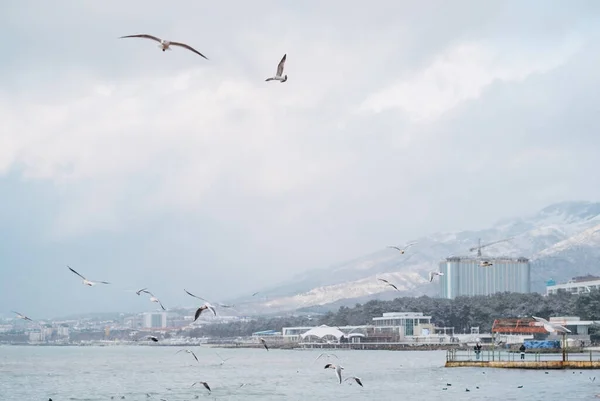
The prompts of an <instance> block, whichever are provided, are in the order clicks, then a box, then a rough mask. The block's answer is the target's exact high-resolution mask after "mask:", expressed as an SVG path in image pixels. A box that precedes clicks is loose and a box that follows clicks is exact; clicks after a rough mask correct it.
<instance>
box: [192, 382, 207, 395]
mask: <svg viewBox="0 0 600 401" xmlns="http://www.w3.org/2000/svg"><path fill="white" fill-rule="evenodd" d="M196 384H202V385H203V386H204V388H205V389H207V390H208V392H209V393H210V392H211V391H210V387H209V386H208V383H207V382H196V383H194V384H192V387H194V386H195V385H196Z"/></svg>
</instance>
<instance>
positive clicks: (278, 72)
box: [265, 54, 287, 83]
mask: <svg viewBox="0 0 600 401" xmlns="http://www.w3.org/2000/svg"><path fill="white" fill-rule="evenodd" d="M286 58H287V54H284V55H283V58H282V59H281V61H280V62H279V64H278V65H277V73H276V74H275V76H274V77H271V78H267V79H266V80H265V81H266V82H269V81H280V82H281V83H284V82H285V81H287V74H286V75H284V76H283V77H282V74H283V67H284V66H285V60H286Z"/></svg>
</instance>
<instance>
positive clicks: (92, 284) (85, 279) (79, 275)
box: [67, 266, 110, 287]
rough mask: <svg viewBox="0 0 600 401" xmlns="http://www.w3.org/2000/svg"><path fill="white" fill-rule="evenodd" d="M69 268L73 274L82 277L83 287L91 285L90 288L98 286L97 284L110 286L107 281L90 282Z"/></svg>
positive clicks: (88, 280) (72, 269)
mask: <svg viewBox="0 0 600 401" xmlns="http://www.w3.org/2000/svg"><path fill="white" fill-rule="evenodd" d="M67 267H68V268H69V270H71V271H72V272H73V273H75V274H77V275H78V276H79V277H81V278H82V279H83V285H89V286H90V287H92V286H94V285H96V284H110V283H108V282H106V281H91V280H88V279H87V278H85V277H83V276H82V275H81V274H79V273H77V272H76V271H75V270H73V269H71V267H69V266H67Z"/></svg>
========
YOUR INSTRUCTIONS: Print all of the data above line for line, without changing anything, and leave the pictures out.

TASK SOLUTION:
The prompts of an <instance> block, whichever are provided, are in the order clicks, then a box, then a rough mask. The block's answer is the target's exact high-resolution mask after "mask:", expressed as an SVG path in image pixels. A box that precedes clicks is loose and a box that follows clicks is exact; clicks after a rough mask correct it.
<instance>
box: [192, 382, 207, 395]
mask: <svg viewBox="0 0 600 401" xmlns="http://www.w3.org/2000/svg"><path fill="white" fill-rule="evenodd" d="M196 384H202V385H203V386H204V388H205V389H207V390H208V392H209V393H210V392H211V391H210V387H209V386H208V383H207V382H196V383H194V384H192V387H194V386H195V385H196Z"/></svg>
</instance>
<instance>
positive clicks: (278, 72)
box: [265, 54, 287, 83]
mask: <svg viewBox="0 0 600 401" xmlns="http://www.w3.org/2000/svg"><path fill="white" fill-rule="evenodd" d="M286 58H287V54H284V55H283V58H282V59H281V61H280V62H279V64H278V65H277V73H276V74H275V76H274V77H271V78H267V79H266V80H265V81H266V82H269V81H280V82H281V83H284V82H285V81H287V74H286V75H284V76H283V77H282V74H283V67H284V66H285V60H286Z"/></svg>
</instance>
<instance>
positive clicks: (92, 284) (85, 279) (79, 275)
box: [67, 266, 110, 287]
rough mask: <svg viewBox="0 0 600 401" xmlns="http://www.w3.org/2000/svg"><path fill="white" fill-rule="evenodd" d="M69 268L73 274L82 277L83 287L91 285L90 288L98 286L97 284L110 286L107 281L90 282Z"/></svg>
positive clicks: (88, 280) (72, 269)
mask: <svg viewBox="0 0 600 401" xmlns="http://www.w3.org/2000/svg"><path fill="white" fill-rule="evenodd" d="M67 267H68V268H69V270H71V271H72V272H73V273H75V274H77V275H78V276H79V277H81V278H82V279H83V285H89V286H90V287H92V286H94V285H96V284H110V283H108V282H106V281H91V280H88V279H87V278H85V277H83V276H82V275H81V274H79V273H77V272H76V271H75V270H73V269H71V267H69V266H67Z"/></svg>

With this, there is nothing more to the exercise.